• Task instructions: Copy out every line of the listing, from the one holding "Each instance of the stone" through the end, both included, and shift each x and y coordinate in the answers up by 44.

• Material for the task:

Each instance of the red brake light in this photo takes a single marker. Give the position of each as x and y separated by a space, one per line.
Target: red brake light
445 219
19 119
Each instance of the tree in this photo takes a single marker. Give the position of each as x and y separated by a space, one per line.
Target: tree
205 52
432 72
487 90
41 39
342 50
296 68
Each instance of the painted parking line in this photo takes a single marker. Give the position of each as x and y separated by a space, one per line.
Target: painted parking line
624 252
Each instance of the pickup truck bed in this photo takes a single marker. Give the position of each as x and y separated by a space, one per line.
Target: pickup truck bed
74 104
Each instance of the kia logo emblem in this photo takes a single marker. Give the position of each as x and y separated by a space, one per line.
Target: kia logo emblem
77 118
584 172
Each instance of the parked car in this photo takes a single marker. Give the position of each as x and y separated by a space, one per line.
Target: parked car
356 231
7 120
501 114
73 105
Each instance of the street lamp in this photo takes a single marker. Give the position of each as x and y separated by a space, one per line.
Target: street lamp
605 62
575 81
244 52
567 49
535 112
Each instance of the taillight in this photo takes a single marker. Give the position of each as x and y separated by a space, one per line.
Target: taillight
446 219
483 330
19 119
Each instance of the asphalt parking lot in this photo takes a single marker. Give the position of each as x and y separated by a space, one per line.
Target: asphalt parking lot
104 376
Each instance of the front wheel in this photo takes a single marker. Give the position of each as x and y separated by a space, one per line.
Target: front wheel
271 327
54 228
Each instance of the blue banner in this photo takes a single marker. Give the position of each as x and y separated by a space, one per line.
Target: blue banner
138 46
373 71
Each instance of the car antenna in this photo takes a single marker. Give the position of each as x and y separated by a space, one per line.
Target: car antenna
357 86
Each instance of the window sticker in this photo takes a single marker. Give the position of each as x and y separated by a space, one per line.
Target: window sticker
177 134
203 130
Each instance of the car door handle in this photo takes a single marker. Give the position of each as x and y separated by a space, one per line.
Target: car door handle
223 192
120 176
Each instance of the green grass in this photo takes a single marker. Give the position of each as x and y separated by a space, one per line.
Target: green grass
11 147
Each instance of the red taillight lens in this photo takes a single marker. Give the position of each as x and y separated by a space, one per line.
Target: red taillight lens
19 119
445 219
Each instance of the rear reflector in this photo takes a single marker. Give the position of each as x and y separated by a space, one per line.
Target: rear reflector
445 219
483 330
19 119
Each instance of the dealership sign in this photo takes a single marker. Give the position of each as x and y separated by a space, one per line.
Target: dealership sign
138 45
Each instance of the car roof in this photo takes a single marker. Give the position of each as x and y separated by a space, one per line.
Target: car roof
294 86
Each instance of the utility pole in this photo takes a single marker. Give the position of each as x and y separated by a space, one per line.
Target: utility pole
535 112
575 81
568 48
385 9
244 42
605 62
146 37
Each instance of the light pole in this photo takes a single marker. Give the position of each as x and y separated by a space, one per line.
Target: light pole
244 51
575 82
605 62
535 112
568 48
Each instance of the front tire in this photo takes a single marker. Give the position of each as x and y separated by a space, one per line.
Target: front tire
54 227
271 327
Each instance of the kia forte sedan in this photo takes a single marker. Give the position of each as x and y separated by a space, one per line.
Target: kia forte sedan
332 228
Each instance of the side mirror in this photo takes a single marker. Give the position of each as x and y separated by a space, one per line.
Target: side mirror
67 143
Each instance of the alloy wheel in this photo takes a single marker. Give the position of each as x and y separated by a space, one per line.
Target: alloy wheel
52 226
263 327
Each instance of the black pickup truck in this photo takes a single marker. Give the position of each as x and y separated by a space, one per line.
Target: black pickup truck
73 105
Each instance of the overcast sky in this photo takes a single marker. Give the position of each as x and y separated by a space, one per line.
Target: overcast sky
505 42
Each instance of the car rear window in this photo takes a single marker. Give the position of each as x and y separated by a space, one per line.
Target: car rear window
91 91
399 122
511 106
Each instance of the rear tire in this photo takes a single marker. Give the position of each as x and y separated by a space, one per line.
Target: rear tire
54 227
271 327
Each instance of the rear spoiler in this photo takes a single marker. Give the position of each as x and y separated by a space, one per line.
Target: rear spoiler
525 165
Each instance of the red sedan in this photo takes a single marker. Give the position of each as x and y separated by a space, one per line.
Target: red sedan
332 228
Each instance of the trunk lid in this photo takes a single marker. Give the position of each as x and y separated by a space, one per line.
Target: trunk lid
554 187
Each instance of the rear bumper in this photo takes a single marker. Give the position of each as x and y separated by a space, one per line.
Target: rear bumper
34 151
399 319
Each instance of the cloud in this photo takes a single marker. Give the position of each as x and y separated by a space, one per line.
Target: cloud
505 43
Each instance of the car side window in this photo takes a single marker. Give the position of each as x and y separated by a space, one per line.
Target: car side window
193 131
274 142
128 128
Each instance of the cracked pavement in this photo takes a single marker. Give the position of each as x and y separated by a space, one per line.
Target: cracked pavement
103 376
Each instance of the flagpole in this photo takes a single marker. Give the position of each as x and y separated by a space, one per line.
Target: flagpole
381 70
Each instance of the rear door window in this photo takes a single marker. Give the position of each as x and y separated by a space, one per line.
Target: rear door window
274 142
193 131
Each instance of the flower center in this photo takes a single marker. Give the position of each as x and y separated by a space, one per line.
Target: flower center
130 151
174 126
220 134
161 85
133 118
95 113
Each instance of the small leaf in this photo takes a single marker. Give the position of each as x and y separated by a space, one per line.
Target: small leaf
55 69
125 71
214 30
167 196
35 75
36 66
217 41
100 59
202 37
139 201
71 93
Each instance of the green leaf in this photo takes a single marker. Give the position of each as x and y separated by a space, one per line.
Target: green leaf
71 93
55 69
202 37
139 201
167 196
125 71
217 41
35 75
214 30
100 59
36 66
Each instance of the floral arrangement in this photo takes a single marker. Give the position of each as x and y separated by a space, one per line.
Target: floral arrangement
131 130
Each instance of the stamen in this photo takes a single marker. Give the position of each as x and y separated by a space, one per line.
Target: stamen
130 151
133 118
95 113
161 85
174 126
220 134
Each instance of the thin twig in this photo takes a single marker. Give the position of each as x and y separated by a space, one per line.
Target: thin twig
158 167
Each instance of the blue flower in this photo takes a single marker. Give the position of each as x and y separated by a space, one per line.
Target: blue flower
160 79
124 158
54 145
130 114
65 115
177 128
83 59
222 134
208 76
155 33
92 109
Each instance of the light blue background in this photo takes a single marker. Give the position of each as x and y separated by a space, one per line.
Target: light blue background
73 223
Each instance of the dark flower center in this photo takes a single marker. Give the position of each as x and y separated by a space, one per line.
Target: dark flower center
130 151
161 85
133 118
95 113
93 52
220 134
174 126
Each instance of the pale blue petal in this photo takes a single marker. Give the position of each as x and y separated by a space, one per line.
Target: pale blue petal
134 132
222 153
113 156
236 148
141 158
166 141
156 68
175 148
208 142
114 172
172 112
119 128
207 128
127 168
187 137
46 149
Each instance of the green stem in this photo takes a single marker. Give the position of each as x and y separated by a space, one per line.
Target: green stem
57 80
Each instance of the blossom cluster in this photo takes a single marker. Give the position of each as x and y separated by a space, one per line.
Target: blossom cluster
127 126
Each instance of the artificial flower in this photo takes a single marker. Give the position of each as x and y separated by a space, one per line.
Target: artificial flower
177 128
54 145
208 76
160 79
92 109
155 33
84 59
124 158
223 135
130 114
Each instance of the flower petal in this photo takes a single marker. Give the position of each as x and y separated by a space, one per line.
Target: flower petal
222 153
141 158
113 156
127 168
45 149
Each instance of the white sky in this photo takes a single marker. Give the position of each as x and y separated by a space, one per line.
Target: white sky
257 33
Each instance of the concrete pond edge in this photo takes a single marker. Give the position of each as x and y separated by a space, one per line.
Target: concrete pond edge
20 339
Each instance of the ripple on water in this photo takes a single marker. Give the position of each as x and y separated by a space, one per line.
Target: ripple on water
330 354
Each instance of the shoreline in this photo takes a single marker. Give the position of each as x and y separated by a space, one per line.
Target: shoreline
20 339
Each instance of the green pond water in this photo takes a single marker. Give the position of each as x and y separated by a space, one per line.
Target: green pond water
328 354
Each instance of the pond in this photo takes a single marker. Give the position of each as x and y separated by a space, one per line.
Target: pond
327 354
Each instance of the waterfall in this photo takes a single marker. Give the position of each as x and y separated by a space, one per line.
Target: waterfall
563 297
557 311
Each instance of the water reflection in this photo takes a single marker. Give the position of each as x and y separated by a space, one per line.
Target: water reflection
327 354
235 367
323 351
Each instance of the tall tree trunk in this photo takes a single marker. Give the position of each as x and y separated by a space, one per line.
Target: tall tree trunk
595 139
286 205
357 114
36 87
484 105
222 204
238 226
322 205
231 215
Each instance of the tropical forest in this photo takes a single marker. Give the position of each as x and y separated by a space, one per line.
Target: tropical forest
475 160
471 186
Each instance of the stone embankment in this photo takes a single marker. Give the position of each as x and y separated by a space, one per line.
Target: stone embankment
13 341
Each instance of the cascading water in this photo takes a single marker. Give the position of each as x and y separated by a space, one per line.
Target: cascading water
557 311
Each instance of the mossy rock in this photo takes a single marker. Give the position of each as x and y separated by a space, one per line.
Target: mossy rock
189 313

• Answer:
Each instance of the stone embankment in this photo takes a single marker. Give the position of each as x and y separated by a space, one per line.
Target: stone embankment
57 385
Each instance of the cascading water in this photo takes a single marker. Give the position of each as x and y separated by a space, one per line.
Target: cascading water
601 355
Each instance of the mossy rock in this photo takes a single marker. Give the position of each as x and y separated by a space, one per line.
Target: mossy rock
233 357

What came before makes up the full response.